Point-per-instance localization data

--

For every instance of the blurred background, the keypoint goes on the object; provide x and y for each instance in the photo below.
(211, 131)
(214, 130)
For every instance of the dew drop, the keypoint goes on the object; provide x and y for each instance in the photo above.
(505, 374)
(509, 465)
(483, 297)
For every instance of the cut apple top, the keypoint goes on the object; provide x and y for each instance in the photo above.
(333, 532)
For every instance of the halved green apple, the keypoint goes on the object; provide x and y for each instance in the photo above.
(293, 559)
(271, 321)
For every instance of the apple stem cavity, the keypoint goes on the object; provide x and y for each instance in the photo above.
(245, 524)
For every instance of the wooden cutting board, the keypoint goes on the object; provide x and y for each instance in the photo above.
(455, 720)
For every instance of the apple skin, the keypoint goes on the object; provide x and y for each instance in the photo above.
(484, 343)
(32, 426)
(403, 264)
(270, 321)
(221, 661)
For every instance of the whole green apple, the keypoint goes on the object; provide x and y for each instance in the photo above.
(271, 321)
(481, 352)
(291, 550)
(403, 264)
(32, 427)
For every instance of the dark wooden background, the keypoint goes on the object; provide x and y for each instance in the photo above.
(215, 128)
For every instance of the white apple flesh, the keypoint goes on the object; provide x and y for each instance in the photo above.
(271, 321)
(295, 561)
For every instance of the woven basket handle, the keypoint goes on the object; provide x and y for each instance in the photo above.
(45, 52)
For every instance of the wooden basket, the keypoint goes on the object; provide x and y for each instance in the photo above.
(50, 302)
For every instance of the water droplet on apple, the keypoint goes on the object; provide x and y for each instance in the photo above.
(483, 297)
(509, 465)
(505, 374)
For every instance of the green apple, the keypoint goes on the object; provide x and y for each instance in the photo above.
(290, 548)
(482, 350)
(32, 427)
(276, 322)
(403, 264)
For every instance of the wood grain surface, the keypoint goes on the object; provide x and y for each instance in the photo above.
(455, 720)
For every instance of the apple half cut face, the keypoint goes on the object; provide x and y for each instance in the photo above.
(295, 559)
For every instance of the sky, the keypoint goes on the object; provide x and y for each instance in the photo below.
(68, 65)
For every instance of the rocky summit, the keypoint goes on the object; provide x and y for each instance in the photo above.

--

→ **Directions for this task**:
Set down, please, the lines from the line holding "For every instance of the water" through the final line of the data, exactly and with nothing added.

→ **Output below**:
For every instance of the water droplet on apple, the keypoint goes on the object; provide x and y for each instance in the photo above.
(483, 297)
(509, 465)
(505, 374)
For every instance of the green apple, the keypoint goes on the object; provide x and y for each instance in the photo above.
(290, 548)
(482, 350)
(32, 427)
(276, 322)
(403, 264)
For every instance of the wood grain surface, the keypoint goes on the object; provide x and y for each instance in the photo above.
(455, 720)
For every instance of the apple half cut face, the keypoint goes on the object; provide x and y for each instance in the photo above.
(295, 559)
For every instance of the sky, the keypoint goes on the object; provide x and y for each instance in the photo below.
(68, 65)
For every instance of the rocky summit, the keypoint goes on the object; provide x and y for each instance in the photo above.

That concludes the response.